[Data items]
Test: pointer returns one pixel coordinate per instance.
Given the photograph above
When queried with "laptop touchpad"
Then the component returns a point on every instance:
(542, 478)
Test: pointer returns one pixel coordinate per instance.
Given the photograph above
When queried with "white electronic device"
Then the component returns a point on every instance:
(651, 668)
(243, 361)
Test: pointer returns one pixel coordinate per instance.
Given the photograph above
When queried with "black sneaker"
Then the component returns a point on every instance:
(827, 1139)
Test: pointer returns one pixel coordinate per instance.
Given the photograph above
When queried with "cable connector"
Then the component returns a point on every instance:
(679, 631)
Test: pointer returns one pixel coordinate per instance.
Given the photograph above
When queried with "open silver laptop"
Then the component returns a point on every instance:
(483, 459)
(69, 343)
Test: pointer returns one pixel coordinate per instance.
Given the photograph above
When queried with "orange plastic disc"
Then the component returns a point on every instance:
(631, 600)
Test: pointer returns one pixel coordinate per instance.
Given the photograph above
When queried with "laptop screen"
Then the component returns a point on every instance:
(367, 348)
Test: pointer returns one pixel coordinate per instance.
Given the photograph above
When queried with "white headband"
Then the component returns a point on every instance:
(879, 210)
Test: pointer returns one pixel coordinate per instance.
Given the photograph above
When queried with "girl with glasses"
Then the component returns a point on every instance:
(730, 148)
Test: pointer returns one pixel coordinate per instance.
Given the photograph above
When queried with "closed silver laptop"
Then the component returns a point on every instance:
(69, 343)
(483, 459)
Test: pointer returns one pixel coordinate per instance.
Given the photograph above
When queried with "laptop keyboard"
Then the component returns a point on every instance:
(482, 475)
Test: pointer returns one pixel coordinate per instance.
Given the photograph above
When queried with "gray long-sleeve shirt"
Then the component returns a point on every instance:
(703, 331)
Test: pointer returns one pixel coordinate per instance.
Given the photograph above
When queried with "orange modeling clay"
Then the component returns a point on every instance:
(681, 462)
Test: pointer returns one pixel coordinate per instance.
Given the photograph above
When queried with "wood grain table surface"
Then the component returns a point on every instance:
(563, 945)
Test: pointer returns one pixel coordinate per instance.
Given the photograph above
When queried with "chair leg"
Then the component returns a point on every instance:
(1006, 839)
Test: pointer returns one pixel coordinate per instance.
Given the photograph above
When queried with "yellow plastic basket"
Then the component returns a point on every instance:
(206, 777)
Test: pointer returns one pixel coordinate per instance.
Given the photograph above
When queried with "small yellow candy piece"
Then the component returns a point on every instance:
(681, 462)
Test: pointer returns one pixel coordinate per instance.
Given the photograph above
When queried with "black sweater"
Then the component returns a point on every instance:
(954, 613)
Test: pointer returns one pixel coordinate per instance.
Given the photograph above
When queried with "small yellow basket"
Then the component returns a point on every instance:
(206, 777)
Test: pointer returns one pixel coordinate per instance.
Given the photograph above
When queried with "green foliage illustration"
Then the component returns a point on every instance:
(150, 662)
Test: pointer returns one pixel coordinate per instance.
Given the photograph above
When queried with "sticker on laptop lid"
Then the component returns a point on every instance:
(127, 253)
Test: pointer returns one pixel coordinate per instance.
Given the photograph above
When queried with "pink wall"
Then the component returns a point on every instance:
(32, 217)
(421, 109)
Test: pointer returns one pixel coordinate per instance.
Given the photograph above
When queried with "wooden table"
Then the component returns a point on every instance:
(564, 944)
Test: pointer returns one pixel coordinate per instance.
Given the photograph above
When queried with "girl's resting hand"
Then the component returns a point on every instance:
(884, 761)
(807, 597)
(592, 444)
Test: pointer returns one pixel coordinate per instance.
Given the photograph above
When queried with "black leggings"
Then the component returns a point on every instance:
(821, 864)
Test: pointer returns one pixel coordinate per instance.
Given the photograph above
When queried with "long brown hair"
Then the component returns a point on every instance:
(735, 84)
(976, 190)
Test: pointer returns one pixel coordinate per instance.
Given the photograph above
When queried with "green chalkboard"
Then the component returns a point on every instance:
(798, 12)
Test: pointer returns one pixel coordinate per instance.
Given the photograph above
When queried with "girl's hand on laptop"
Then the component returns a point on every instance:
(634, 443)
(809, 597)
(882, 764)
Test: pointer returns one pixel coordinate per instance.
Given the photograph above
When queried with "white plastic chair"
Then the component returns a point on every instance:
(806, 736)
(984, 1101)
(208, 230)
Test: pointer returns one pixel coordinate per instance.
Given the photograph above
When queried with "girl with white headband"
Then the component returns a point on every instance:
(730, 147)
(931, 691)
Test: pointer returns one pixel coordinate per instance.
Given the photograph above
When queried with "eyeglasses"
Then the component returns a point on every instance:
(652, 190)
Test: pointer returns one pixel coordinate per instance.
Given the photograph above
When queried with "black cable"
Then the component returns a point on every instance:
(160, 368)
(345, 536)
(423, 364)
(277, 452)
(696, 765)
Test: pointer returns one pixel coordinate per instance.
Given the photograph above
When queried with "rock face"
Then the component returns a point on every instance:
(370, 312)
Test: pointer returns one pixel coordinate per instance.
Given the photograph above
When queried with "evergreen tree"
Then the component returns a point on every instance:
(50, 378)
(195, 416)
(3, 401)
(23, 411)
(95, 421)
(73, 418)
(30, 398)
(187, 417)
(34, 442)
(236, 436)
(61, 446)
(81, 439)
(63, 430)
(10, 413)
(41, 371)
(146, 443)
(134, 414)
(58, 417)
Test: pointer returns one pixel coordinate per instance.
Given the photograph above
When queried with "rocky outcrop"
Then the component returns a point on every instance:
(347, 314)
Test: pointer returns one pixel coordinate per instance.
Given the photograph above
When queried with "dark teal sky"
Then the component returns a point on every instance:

● **TASK GOAL**
Each record must be duplicated exactly, with none missing.

● **RESULT FOR THIS TASK**
Test: pointer returns one pixel coordinate per instance.
Given the photograph above
When queried with "laptop touchpad"
Then the component returns a point on every instance:
(542, 478)
Test: pointer returns one pixel coordinate per instance.
Given the photograph above
When queried with "white electronic device"
Then the component returns a point on every instance:
(651, 668)
(243, 361)
Test: pointer returns one pixel coordinate per instance.
Given the photograph above
When queried with "black sneaker"
Then the component returns a point on every instance:
(827, 1139)
Test: pointer returns one pixel coordinate per instance.
Given the photograph above
When queried with "cable connector"
Then the component returns a point on every instance:
(679, 631)
Test: pointer returns one pixel coordinate per instance.
Given the photograph above
When queried with "open silver laptop"
Then the component returns a point on every instance:
(483, 459)
(69, 343)
Test: pointer returns one pixel coordinate per instance.
Given the photograph above
When queried with "orange plastic disc"
Then the component returns a point on every instance:
(631, 600)
Test: pointer returns one pixel coordinate per instance.
Given the photograph above
When queried with "laptop screen"
Then the component returns a point on every instance:
(367, 348)
Test: pointer returns one pixel coordinate per instance.
Given the photograph above
When queried with "white headband"
Then the component returns a point on every instance:
(879, 210)
Test: pointer returns one pixel coordinate per instance.
Given the photograph above
When queried with "girl with glasses"
Then the component returns a point on every instance:
(730, 148)
Test: pointer returns one pixel coordinate per instance.
Given the photograph above
When queried with "closed silver laptop"
Then the component returns a point on every instance:
(69, 343)
(483, 459)
Test: pointer returns one pixel coordinate per instance.
Given the photograph above
When queried with "laptop keyboard"
Then the component returns a point on every instance:
(482, 475)
Test: pointer returns one pixel coordinate per instance.
Given the photograph above
When queried with "gray long-sleeve shirt"
Then the component returns a point on every instance:
(703, 331)
Test: pointer returns one pixel coordinate per instance.
Given the photograph above
When queried with "orange modeling clay"
Then the component returns a point on every instance:
(681, 462)
Test: pointer returns one pixel coordinate per instance.
Given the photograph above
When queried with "wood grain table surface"
Then the component returns a point on every instance:
(563, 945)
Test: pointer returns one pixel coordinate per instance.
Given the photograph above
When queried with "chair leg"
Then the component returns a point on every instance:
(1006, 839)
Test: pointer returns one pixel coordinate per instance.
Given the photograph above
When queried with "yellow plastic basket"
Then the component returns a point on every instance:
(206, 777)
Test: pointer returns one pixel coordinate per instance.
Given the photograph above
When queried with "small yellow candy piece"
Then the component returns a point on every instance:
(681, 462)
Test: pointer returns one pixel coordinate per instance.
Given the photograph above
When queried with "black sweater"
Then the component returns a point on every instance:
(954, 613)
Test: pointer returns one pixel coordinate per instance.
Given the photograph above
When queried with "small yellow basket"
Then the component returns a point on every instance:
(206, 777)
Test: pointer returns one pixel coordinate per instance.
Given the photograph above
When queried with "green foliage illustration"
Then the component returns a point on every instance:
(150, 662)
Test: pointer returns one pixel coordinate per instance.
Given the photograph above
When queried with "sticker on laptop lid"
Then the component returns a point on every instance:
(127, 253)
Test: pointer returns one pixel coordinate per instance.
Given the photograph above
When queried with "pink wall"
Then the component returns a point on every instance:
(32, 217)
(421, 109)
Test: pointer returns one pixel coordinate per instance.
Given the photograph above
When queried with "wooden table"
Then the component returns a point on every instance:
(564, 944)
Test: pointer returns one pixel coordinate per instance.
Given the photograph above
When queried with "girl's resting hand"
Then the component returns a point on every instance:
(884, 761)
(807, 597)
(592, 444)
Test: pointer returns one pixel coordinate per instance.
Given the photograph above
When queried with "black leggings"
Then the component returns a point on every instance:
(821, 864)
Test: pointer returns one pixel coordinate per instance.
Given the photograph above
When queried with "long brown hair"
Then the component returns a point on every instance:
(735, 84)
(976, 190)
Test: pointer returns one pixel coordinate per instance.
Given the photograph above
When queried with "green chalkboard"
Then the component returns a point on every instance:
(798, 12)
Test: pointer returns one pixel coordinate per instance.
Given the photograph above
When queried with "girl's hand on laptop"
Then the component returns a point on every instance:
(634, 443)
(809, 597)
(882, 764)
Test: pointer returns one pixel coordinate per instance.
Given the photograph above
When queried with "white plastic chair"
Then the component returns a point on every instance:
(806, 736)
(984, 1101)
(208, 230)
Test: pointer returns one pixel coordinate per instance.
Given the photograph above
When queried with "girl with white headband"
Then the component returns a point on every instance:
(730, 147)
(931, 691)
Test: pointer returns one pixel coordinate per instance.
Given the photograph above
When queried with "eyeglasses"
Then the component returns a point on every instance:
(652, 190)
Test: pointer returns one pixel coordinate per instance.
Given the photograph above
When queried with "black cable"
Then the component returns a point on every instance:
(160, 368)
(345, 536)
(423, 364)
(277, 452)
(696, 765)
Test: pointer returns one pixel coordinate per instance.
Given the photograph above
When queried with "rock face"
Then the component returns a point on every instance:
(370, 312)
Test: pointer returns one pixel coordinate per instance.
Given the photograph above
When queried with "evergreen tree"
Then the component returns a point on every instance:
(50, 378)
(195, 416)
(3, 401)
(23, 411)
(95, 421)
(73, 418)
(30, 398)
(187, 417)
(34, 442)
(236, 436)
(61, 446)
(81, 439)
(63, 430)
(10, 413)
(41, 371)
(146, 443)
(134, 414)
(58, 417)
Test: pointer returns one pixel coordinate per instance.
Given the photograph above
When queried with "rocky outcrop"
Then the component returns a point on every instance:
(347, 314)
Test: pointer returns one pixel coordinate per instance.
Given the photograph above
When queried with "dark teal sky"
Then the component returns a point on every instance:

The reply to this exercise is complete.